──────── Extract ────────
On the morning of April 27, a strong cold front with several areas of embedded low pressure extended from the Texas Hill Country northeastward towards the Arklatex and the Ozarks, and later into the lower Ohio Valley. Warm moist air was in place due to strong southerly flow ahead of the front over Mississippi, Alabama, and Tennessee. An upper level disturbance sparked a broad area of showers and thunderstorms as it moved across the frontal boundary on the previous evening. The eastern edge of the line of showers and storms continued to move eastward, in concert with the upper disturbance, reaching the northwest Alabama border around 2:00 a.m. CDT.

This produced the last and most violent round of severe weather, which began around 2:30 p.m. CDT for northern Alabama as supercells began to line up to the southwest of the area. During the early afternoon hours, the potential for destructive tornadoes was highlighted by the Storm Prediction Center's upgrade to a high risk for severe weather around 1:00 p.m. CDT. This prompted a particularly dangerous situation (PDS) tornado watch, which was issued for northern Alabama and portions of southern Tennessee at 1:45 p.m. CDT. The bulletin that accompanied the watch read:

THE NWS STORM PREDICTION CENTER HAS ISSUED A TORNADO WATCH FOR PORTIONS OF: MUCH OF ALABAMA, NORTHWEST GEORGIA, SOUTHEAST MISSISSIPPI, SOUTHERN MIDDLE TENNESSEE, EFFECTIVE THIS WEDNESDAY AFTERNOON AND EVENING FROM 145 PM UNTIL 1000 PM CDT.
──────── Record extracts ────────
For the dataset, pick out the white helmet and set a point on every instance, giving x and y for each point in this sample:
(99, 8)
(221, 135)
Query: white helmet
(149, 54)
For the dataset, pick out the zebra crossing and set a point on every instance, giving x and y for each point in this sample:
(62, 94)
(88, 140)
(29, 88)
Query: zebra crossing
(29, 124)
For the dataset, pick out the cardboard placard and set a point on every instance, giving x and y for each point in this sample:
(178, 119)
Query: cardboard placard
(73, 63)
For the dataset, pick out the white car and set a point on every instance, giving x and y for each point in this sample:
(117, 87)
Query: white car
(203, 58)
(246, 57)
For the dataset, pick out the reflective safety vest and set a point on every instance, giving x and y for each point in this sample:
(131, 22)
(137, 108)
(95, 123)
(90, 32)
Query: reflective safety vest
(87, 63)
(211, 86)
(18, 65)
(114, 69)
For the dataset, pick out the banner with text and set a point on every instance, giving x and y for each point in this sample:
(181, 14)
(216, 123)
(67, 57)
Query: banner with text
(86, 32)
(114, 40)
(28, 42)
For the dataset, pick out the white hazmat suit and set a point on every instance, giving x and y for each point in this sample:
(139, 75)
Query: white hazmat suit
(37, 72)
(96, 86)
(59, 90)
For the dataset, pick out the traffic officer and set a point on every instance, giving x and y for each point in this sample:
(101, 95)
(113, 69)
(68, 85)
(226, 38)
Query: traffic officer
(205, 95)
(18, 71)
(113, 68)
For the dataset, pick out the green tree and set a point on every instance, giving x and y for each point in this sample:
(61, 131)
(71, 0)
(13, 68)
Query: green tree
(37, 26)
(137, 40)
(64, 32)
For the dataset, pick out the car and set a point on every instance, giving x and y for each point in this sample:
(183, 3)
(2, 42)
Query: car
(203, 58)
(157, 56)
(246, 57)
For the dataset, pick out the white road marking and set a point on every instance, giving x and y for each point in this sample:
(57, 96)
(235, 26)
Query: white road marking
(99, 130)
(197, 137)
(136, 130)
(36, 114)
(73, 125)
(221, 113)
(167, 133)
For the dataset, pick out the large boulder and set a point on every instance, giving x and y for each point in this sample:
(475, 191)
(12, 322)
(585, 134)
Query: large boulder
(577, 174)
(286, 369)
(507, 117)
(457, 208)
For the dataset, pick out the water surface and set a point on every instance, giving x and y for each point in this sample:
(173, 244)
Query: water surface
────────
Task A:
According to the storm passage, at what time did the Storm Prediction Center upgrade to a high risk for severe weather?
Task B:
Please retype the storm passage from "THE NWS STORM" up to and including "1000 PM CDT.".
Task C:
List every area named in the tornado watch bulletin quoted in the storm passage.

Result A:
Around 1:00 p.m. CDT.

Result B:
THE NWS STORM PREDICTION CENTER HAS ISSUED A TORNADO WATCH FOR PORTIONS OF: MUCH OF ALABAMA, NORTHWEST GEORGIA, SOUTHEAST MISSISSIPPI, SOUTHERN MIDDLE TENNESSEE, EFFECTIVE THIS WEDNESDAY AFTERNOON AND EVENING FROM 145 PM UNTIL 1000 PM CDT.

Result C:
Much of Alabama, northwest Georgia, southeast Mississippi, southern middle Tennessee